#### Problem statement:
Reproduce every entry below word for word, leaving nothing out and changing nothing.

#### Input for this task:
● ● ● ● ●

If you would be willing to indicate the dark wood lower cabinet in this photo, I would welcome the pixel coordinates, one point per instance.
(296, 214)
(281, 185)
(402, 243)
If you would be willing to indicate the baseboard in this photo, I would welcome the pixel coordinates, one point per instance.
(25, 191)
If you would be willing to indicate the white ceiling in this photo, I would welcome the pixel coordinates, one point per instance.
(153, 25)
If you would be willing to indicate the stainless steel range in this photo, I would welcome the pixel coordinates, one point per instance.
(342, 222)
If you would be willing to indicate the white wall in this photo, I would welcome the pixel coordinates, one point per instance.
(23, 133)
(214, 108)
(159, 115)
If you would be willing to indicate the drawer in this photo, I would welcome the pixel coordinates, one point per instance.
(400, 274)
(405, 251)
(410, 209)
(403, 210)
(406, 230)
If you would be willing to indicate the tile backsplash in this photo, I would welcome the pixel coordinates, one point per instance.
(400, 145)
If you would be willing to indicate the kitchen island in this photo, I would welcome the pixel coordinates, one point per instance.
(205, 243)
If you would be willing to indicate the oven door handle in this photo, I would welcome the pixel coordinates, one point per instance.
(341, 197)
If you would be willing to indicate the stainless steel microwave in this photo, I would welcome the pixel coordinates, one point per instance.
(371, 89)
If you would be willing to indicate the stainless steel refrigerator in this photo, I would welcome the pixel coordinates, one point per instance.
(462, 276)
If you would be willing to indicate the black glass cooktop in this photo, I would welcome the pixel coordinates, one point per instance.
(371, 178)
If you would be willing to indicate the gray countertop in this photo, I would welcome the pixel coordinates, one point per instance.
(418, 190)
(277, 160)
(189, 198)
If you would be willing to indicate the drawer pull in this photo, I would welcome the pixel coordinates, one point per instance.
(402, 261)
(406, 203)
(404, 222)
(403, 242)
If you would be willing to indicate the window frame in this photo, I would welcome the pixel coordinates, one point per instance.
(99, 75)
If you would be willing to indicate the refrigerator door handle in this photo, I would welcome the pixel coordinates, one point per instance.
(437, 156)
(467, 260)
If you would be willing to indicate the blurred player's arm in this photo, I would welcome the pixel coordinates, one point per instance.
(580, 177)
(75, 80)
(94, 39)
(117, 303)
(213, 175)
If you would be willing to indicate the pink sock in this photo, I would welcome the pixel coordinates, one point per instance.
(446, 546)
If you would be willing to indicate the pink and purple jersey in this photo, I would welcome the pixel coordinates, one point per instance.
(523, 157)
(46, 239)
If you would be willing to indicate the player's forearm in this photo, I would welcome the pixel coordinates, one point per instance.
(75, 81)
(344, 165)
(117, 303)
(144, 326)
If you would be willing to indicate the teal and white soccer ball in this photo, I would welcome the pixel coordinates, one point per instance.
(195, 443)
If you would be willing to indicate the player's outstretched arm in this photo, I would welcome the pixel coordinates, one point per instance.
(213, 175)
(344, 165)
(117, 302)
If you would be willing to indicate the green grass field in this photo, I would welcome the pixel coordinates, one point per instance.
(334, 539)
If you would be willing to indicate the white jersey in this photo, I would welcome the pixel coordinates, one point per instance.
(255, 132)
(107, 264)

● ● ● ● ●

#### The solution:
If you would be willing to indicate the dark wood lower cabinet in this photo, I would welcome the pixel coordinates, one point per instance.
(296, 214)
(281, 185)
(402, 243)
If you would be willing to indicate the baseboard in this photo, I would welcome the pixel coordinates, one point per instance.
(25, 191)
If you would be willing to indicate the white ceiling in this photo, I would welcome the pixel coordinates, one point per instance.
(153, 25)
If you would be willing to indicate the stainless steel range in this photo, I would welcome the pixel coordinates, one point per instance.
(342, 222)
If you would be willing to indicate the white wall in this photo, I would welcome the pixel coordinates, one point per instance.
(23, 133)
(214, 108)
(159, 115)
If you would be willing to indicate the drawer in this photo, I would welcome the pixel coordinates, one point per instance.
(400, 274)
(405, 251)
(410, 209)
(403, 210)
(406, 230)
If you would be willing to indicate the tile backsplash in this photo, I would welcome the pixel coordinates, one point per instance.
(400, 145)
If you would be willing to indicate the kitchen island in this photo, I would welcome the pixel coordinates, one point per instance.
(205, 243)
If you would be willing to indicate the oven door handle in this photo, I would welcome the pixel coordinates, one point per instance.
(341, 197)
If you would be willing to indicate the stainless steel microwave in this photo, I would welcome the pixel coordinates, one point per instance.
(371, 89)
If you would be willing to indicate the stainless steel refrigerator in this photo, I would welcome the pixel coordinates, one point per instance.
(462, 276)
If you would be willing to indicate the black glass cooktop in this photo, I would welcome the pixel coordinates, one point per instance.
(371, 178)
If you would be willing to indicate the gray countertop in this photo, I would welcome the pixel coordinates, one point per instance.
(418, 190)
(277, 160)
(189, 198)
If you would be willing to indicate the drawer pull in this photo, I would welcome the pixel coordinates, one point per instance.
(402, 261)
(406, 203)
(404, 222)
(403, 242)
If you would be willing to indicate the window frame in this photo, I would welcome the pixel coordinates, one point per instance.
(99, 75)
If you would be willing to indicate the refrigerator door handle in this photo, I would welcome the pixel coordinates, one point per instance.
(437, 156)
(467, 260)
If you would be willing to indicate the blurred player's arm in this photo, I would welcome the pixel coordinates, one point per instance.
(580, 177)
(75, 80)
(94, 39)
(117, 303)
(213, 175)
If you would be willing to indicate the pink sock in this photo, I would welcome the pixel coordinates, one point per instance.
(446, 546)
If you would be willing to indicate the pink and purple jersey in this photo, I would welcome the pixel coordinates, one point per instance.
(523, 157)
(46, 239)
If you would be willing to indicate the player's forearm in this photo, I would welcome the pixel coordinates, one point per instance.
(75, 81)
(344, 165)
(117, 303)
(144, 326)
If you would be willing to indicate the teal and white soccer ball in this photo, I would welcome the pixel coordinates, one point per instance.
(195, 443)
If you would be willing to indicate the player's outstretched arm in this photo, I would welcome the pixel coordinates, one point per instance.
(213, 175)
(344, 165)
(117, 302)
If you would be willing to indicate the green grass field in this photo, I would welcome the pixel coordinates, one point per instance.
(334, 539)
If you would be willing to indicate the white jersey in this photo, I would welcome the pixel coordinates, one point per instance.
(255, 132)
(107, 264)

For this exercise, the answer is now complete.